*WORK TO COMPLETE*.
1: In the weather passage, where is the Coriolis Force strongest?
2: Render this sentence from the weather passage in Spanish: "Sinking air warms and tends to evaporate any clouds that may be present."

Surface maps usually have H's and L's at various locations. The H's and L's represent high and low pressure systems. On weather maps highs and lows are surrounded by lines called isobars. Isobars are lines of constant pressure; they connect every location that has the same value of pressure. When isobars are packed close together, the pressure is changing rapidly over a small distance. The closer the isobars are packed together, the stronger the pressure gradient (the rate of pressure change over a given distance.) Also, notice that (in the Northern Hemisphere) the wind blows clockwise around a high pressure system and also slightly outward from its center. Around a low pressure system, the wind blows counterclockwise and slightly in towards its center.

Pressure Gradient Force

The Pressure Gradient Force (PGF) arises due to differences in pressure within the atmosphere. In a physical sense, this force is trying to move air to eliminate pressure differences. The PGF causes air to flow from high pressure to low pressure. In the absence of any other forces, wind would blow directly from high to low pressure. The PGF also affects the speed of the wind. As the PGF becomes stronger (i.e. pressure changing rapidly with distance), the wind speed increases. When looking on a surface map, strong winds would occur in locations where the isobars are packed close together (strong PGF).

Coriolis Force

A complicated force that affects the wind is the Coriolis Force. The Coriolis Force is due to the earth's rotation. This force causes moving objects (i.e. air, planes, birds, etc) to deflect to the right of their motion in the Northern Hemisphere and to the left in the Southern Hemisphere. The Coriolis Force is strongest near the poles and zero at the equator. In most of the atmosphere, it is nearly equal and opposite the PGF. If the PGF and the Coriolis Force are exactly equal and opposite, the wind would blow parallel to isobars, with high pressure on the right.


The third force acting on the wind is friction. Friction becomes very important near the earth's surface because the surface of the earth is rough. Friction is the force that causes air to slow down and spiral into lows and out of highs. When air spirals into the low, it is converging into the low. When air converges near the surface, it is forced to rise. As air rises, it may condense and form clouds and precipitation. This is why low pressure systems are often associated with adverse weather conditions. Conversely, high pressure systems are generally associated with fair weather. When air spirals out of the high, it is actually diverging. As air diverges from the high, the air above the surface must sink in order to replace the air that is moving away from the high. Sinking air warms and tends to evaporate any clouds that may be present.


Clouds typically form when air rises. The reduction in pressure as air rises causes the air to expand and cool. Rising motion can be associated with convection in unstable air, lifting of air over topography (mountains), or lifting of air by fronts. (Fronts will be discussed in more detail in the next section.) When air rises, the air's temperature cools and may reach its dewpoint temperature, at which point it becomes saturated. Once saturation is reached, condensation occurs and the water vapor in the air will condense into tiny water droplets. As millions of droplets form, a cloud will begin to take shape.

*RAW DATA*.
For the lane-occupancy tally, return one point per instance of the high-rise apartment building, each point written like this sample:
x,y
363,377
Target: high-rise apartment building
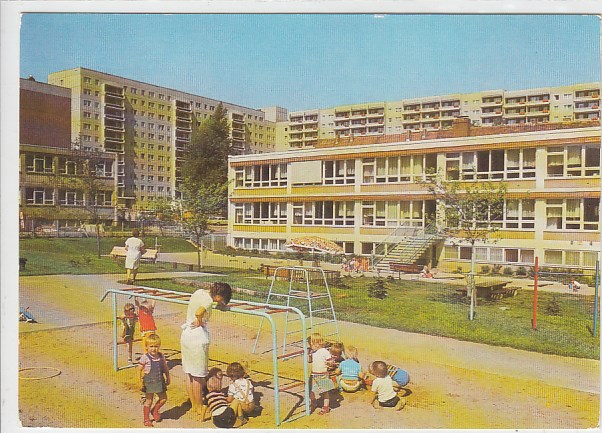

*PER-TASK ANSWERS*.
1: Near the poles.

2: El aire que desciende se calienta y tiende a evaporar cualquier nube que pueda estar presente.